-- What to work on --
Restate the data below word for word, and let no image into your version.

•••••

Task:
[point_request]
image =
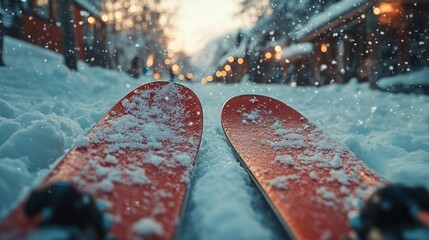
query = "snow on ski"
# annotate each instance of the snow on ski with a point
(136, 162)
(311, 181)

•••••

-- The answer --
Task:
[point_request]
image =
query = "snow on ski"
# annotate each instance of the snow on ski with a point
(136, 162)
(311, 181)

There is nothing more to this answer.